▶ REQUIREMENTS: Reproduce exactly the lines from the one containing "For the audit, pick out each instance of the tree trunk" through the last line of the data, both ends included.

▶ EXERCISE MATERIALS:
☆ ☆ ☆ ☆ ☆
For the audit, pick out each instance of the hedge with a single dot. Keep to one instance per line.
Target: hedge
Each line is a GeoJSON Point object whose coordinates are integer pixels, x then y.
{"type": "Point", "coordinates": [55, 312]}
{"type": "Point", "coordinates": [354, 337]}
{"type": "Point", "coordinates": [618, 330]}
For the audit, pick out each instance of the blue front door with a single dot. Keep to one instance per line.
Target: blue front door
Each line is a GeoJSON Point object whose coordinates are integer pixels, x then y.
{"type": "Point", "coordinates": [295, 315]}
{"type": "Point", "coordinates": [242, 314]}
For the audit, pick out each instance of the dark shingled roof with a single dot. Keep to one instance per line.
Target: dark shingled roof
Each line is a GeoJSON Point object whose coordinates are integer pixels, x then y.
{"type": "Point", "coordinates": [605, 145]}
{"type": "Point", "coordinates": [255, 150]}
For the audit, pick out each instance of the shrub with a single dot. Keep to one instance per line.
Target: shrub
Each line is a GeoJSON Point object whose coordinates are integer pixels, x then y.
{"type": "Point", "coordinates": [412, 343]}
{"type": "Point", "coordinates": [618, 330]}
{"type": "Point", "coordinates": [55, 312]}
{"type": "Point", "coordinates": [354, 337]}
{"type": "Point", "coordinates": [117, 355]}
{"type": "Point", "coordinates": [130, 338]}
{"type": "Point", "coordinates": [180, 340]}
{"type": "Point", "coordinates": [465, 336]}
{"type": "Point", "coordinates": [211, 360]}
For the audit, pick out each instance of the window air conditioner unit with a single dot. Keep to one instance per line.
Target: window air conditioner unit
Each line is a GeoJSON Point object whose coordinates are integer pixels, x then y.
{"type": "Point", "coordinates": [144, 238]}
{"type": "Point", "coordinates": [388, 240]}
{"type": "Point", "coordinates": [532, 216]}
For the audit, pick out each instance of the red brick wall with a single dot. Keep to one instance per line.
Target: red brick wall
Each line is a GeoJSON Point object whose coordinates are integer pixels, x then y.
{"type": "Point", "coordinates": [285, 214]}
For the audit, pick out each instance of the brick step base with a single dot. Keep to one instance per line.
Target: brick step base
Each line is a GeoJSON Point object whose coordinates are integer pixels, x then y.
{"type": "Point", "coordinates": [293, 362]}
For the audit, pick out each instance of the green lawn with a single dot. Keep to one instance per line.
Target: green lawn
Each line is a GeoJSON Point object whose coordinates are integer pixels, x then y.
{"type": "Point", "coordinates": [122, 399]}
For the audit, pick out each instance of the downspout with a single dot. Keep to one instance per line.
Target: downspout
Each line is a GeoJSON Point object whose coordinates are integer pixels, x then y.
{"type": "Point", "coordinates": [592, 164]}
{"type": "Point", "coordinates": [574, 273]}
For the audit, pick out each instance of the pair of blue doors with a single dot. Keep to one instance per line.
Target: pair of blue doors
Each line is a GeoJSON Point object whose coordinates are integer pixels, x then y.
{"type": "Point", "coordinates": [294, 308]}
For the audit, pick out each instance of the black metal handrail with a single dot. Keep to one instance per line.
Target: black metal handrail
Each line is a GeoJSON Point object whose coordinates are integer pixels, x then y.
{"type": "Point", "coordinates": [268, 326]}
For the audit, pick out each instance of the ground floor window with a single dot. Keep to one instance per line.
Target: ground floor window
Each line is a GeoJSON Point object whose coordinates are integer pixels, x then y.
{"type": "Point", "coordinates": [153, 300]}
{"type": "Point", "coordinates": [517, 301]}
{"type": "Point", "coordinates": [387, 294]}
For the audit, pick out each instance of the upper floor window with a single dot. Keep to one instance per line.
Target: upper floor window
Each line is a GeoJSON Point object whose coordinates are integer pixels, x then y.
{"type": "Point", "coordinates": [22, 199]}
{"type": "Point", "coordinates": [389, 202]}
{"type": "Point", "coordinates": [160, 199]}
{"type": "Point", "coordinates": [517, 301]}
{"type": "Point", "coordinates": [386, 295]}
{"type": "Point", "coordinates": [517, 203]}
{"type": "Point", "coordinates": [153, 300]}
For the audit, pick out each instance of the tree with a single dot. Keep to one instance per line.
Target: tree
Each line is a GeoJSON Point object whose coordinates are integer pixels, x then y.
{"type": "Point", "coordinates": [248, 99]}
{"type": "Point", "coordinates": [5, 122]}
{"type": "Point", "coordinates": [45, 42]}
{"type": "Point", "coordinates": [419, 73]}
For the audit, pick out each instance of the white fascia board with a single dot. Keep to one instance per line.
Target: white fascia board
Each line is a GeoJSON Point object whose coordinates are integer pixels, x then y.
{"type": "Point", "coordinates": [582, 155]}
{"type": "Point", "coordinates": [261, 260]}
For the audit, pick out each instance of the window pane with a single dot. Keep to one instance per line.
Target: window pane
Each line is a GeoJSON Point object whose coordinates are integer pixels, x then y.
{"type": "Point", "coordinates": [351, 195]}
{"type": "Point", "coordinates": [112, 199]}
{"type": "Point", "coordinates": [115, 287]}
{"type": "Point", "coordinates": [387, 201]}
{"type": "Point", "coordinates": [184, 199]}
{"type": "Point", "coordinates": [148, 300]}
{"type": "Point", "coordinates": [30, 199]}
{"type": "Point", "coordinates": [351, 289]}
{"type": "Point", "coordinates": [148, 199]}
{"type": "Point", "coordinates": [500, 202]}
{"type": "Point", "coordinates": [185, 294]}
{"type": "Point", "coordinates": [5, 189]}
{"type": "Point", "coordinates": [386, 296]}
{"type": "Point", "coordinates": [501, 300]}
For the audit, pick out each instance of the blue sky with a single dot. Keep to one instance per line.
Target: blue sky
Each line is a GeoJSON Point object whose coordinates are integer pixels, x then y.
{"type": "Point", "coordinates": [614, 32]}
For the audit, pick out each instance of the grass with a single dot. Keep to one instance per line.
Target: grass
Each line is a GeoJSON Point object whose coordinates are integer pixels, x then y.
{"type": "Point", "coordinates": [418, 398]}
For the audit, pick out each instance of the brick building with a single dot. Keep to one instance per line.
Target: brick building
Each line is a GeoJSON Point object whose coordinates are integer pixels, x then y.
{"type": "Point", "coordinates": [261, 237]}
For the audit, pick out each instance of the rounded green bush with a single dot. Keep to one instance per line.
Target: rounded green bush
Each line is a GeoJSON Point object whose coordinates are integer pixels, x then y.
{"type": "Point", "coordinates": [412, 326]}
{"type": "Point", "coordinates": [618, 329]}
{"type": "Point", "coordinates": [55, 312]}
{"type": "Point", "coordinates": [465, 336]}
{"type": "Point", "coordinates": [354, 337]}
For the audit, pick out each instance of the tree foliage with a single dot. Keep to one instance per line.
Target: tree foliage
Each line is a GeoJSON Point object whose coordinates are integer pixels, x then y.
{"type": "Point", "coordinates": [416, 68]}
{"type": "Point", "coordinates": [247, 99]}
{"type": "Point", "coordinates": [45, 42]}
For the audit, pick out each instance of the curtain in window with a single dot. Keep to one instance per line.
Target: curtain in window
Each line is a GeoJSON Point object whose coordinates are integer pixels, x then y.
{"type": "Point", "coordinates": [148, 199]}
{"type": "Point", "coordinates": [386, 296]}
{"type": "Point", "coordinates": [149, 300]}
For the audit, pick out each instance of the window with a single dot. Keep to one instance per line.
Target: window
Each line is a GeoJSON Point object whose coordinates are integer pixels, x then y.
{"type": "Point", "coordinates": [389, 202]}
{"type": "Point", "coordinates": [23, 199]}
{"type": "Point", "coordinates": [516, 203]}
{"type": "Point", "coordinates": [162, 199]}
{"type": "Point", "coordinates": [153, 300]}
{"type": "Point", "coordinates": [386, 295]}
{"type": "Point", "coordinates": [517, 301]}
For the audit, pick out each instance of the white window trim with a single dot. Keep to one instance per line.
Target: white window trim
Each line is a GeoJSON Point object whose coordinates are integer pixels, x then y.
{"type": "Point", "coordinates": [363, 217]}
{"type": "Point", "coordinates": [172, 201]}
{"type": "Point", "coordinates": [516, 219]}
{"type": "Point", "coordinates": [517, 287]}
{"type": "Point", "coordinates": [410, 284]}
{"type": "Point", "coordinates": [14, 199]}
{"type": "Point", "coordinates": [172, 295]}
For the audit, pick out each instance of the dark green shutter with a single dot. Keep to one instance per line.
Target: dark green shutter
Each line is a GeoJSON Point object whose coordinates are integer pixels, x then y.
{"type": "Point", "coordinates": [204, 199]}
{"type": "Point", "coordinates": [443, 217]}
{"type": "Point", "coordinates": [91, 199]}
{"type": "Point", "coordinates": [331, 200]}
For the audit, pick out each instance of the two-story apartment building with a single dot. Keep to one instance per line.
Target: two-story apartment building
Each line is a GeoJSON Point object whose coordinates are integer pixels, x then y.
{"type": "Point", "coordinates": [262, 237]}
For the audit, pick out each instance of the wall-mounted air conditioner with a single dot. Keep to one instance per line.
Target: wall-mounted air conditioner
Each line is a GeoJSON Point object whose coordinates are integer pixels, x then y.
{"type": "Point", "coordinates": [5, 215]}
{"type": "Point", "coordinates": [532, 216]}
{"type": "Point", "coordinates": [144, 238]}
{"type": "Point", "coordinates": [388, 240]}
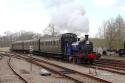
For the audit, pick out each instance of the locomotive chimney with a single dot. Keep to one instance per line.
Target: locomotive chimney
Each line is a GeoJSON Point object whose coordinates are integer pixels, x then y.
{"type": "Point", "coordinates": [86, 37]}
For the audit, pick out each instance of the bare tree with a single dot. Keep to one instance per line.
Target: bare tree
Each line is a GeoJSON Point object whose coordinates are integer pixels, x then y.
{"type": "Point", "coordinates": [112, 31]}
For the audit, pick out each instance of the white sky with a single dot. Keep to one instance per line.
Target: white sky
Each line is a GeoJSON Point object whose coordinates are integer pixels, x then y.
{"type": "Point", "coordinates": [31, 15]}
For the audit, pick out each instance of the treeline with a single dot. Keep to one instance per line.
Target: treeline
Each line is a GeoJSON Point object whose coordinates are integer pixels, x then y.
{"type": "Point", "coordinates": [10, 37]}
{"type": "Point", "coordinates": [111, 33]}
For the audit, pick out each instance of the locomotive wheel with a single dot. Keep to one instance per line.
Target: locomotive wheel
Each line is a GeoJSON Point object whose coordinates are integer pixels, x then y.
{"type": "Point", "coordinates": [91, 61]}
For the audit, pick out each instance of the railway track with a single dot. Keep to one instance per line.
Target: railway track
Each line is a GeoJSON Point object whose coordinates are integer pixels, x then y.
{"type": "Point", "coordinates": [17, 74]}
{"type": "Point", "coordinates": [78, 77]}
{"type": "Point", "coordinates": [116, 66]}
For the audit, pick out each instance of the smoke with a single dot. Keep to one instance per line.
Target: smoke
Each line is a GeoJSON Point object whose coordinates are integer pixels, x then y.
{"type": "Point", "coordinates": [67, 15]}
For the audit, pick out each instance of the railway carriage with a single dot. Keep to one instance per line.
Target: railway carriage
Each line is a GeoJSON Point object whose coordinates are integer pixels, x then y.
{"type": "Point", "coordinates": [53, 46]}
{"type": "Point", "coordinates": [17, 46]}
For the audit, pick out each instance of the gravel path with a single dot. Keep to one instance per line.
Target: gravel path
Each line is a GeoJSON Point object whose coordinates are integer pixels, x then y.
{"type": "Point", "coordinates": [34, 76]}
{"type": "Point", "coordinates": [112, 77]}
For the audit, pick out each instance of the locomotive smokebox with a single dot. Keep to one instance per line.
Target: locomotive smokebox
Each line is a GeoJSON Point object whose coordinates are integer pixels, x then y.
{"type": "Point", "coordinates": [86, 37]}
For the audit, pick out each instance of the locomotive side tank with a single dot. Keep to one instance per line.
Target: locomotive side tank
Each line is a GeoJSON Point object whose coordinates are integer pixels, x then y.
{"type": "Point", "coordinates": [86, 50]}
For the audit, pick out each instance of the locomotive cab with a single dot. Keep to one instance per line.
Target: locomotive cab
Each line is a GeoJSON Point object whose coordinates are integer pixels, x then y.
{"type": "Point", "coordinates": [66, 40]}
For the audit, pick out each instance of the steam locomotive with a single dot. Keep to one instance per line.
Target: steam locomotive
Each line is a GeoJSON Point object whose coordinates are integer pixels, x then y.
{"type": "Point", "coordinates": [56, 46]}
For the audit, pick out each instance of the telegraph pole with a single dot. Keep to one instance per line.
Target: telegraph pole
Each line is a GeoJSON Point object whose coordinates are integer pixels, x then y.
{"type": "Point", "coordinates": [31, 53]}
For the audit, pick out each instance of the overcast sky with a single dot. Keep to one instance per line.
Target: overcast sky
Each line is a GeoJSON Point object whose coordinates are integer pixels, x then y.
{"type": "Point", "coordinates": [34, 15]}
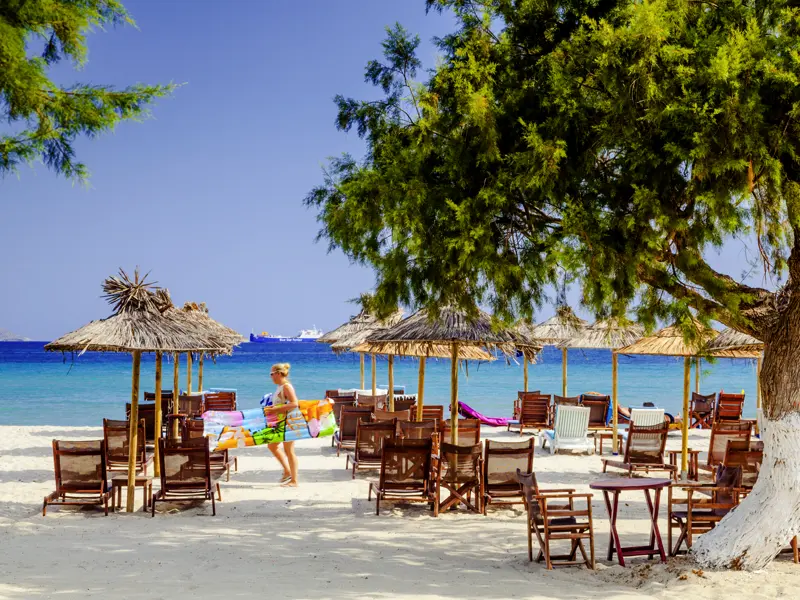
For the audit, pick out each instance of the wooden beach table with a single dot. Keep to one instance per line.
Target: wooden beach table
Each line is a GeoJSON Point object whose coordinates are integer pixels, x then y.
{"type": "Point", "coordinates": [615, 487]}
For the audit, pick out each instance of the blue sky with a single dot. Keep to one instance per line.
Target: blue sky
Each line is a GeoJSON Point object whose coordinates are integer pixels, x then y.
{"type": "Point", "coordinates": [208, 193]}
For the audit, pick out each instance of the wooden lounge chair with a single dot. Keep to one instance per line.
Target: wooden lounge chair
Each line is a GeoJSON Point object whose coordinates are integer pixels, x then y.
{"type": "Point", "coordinates": [459, 471]}
{"type": "Point", "coordinates": [702, 507]}
{"type": "Point", "coordinates": [534, 412]}
{"type": "Point", "coordinates": [224, 401]}
{"type": "Point", "coordinates": [370, 438]}
{"type": "Point", "coordinates": [186, 474]}
{"type": "Point", "coordinates": [345, 437]}
{"type": "Point", "coordinates": [644, 450]}
{"type": "Point", "coordinates": [721, 434]}
{"type": "Point", "coordinates": [501, 461]}
{"type": "Point", "coordinates": [405, 474]}
{"type": "Point", "coordinates": [701, 411]}
{"type": "Point", "coordinates": [570, 432]}
{"type": "Point", "coordinates": [469, 432]}
{"type": "Point", "coordinates": [80, 473]}
{"type": "Point", "coordinates": [116, 435]}
{"type": "Point", "coordinates": [554, 516]}
{"type": "Point", "coordinates": [729, 407]}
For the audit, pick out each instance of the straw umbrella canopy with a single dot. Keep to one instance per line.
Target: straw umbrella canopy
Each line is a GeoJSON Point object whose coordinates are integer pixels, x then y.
{"type": "Point", "coordinates": [139, 324]}
{"type": "Point", "coordinates": [670, 341]}
{"type": "Point", "coordinates": [424, 332]}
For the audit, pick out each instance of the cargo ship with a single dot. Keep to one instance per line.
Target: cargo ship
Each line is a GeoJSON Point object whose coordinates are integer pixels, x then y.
{"type": "Point", "coordinates": [305, 335]}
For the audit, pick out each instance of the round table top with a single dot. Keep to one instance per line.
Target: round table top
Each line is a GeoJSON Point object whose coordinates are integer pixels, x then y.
{"type": "Point", "coordinates": [633, 483]}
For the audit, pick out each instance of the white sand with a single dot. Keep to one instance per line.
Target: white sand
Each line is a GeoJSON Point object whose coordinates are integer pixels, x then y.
{"type": "Point", "coordinates": [321, 540]}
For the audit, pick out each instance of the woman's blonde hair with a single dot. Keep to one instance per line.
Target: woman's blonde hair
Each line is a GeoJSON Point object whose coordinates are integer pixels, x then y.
{"type": "Point", "coordinates": [282, 368]}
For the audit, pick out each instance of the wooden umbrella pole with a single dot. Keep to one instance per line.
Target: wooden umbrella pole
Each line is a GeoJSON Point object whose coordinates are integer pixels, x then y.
{"type": "Point", "coordinates": [133, 430]}
{"type": "Point", "coordinates": [687, 381]}
{"type": "Point", "coordinates": [391, 382]}
{"type": "Point", "coordinates": [420, 387]}
{"type": "Point", "coordinates": [374, 375]}
{"type": "Point", "coordinates": [454, 394]}
{"type": "Point", "coordinates": [159, 413]}
{"type": "Point", "coordinates": [175, 392]}
{"type": "Point", "coordinates": [200, 373]}
{"type": "Point", "coordinates": [614, 402]}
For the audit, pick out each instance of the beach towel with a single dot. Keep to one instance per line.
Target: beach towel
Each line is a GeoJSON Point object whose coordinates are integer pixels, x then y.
{"type": "Point", "coordinates": [238, 429]}
{"type": "Point", "coordinates": [468, 412]}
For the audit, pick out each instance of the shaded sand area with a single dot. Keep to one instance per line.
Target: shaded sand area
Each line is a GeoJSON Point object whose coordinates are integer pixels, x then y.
{"type": "Point", "coordinates": [321, 540]}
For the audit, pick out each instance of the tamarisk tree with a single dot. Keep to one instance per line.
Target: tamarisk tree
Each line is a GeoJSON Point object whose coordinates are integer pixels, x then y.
{"type": "Point", "coordinates": [43, 118]}
{"type": "Point", "coordinates": [622, 141]}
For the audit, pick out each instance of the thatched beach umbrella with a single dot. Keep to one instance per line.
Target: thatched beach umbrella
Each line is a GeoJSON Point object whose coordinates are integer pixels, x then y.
{"type": "Point", "coordinates": [422, 333]}
{"type": "Point", "coordinates": [139, 324]}
{"type": "Point", "coordinates": [670, 342]}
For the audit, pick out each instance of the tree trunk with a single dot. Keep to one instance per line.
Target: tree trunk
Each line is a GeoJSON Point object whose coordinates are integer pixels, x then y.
{"type": "Point", "coordinates": [752, 535]}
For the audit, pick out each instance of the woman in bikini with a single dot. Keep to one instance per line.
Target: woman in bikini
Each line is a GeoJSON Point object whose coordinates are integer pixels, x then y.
{"type": "Point", "coordinates": [284, 400]}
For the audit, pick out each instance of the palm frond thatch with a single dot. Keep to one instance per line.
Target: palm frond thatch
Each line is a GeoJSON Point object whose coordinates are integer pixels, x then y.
{"type": "Point", "coordinates": [607, 334]}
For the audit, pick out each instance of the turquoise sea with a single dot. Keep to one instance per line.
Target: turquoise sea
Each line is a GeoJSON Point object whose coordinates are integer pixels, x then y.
{"type": "Point", "coordinates": [37, 387]}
☆ ☆ ☆ ☆ ☆
▶ EXERCISE SOLUTION:
For the audit, pick out each instance of the tree trunk with a single dot. Keep to one instance per line.
Target: tree trunk
Each line is a GeoJSON Point object whose coordinates are integer pixels, x then y.
{"type": "Point", "coordinates": [752, 535]}
For the audit, pick out each instance of the woman in bikini with a single dot. Keep to one instance per line.
Target: woman in bikini
Each line is a GeoJSON Point object whose coordinates are integer pixels, x then y.
{"type": "Point", "coordinates": [284, 400]}
For the audit, pick out each instance of the palm frond thatch with a single dot. Keep to one instance per line.
Target: palm frond thatch
Each line is a GeoJSON Point object whose coordinates are integer pixels, x then y.
{"type": "Point", "coordinates": [607, 334]}
For the audit, pick out each instance of the turquoise sea with a single dot. Keep to one instance per line.
Target: turquoise sea
Each line is a GeoJSON Point object whose coordinates are integer pixels, x then y.
{"type": "Point", "coordinates": [37, 387]}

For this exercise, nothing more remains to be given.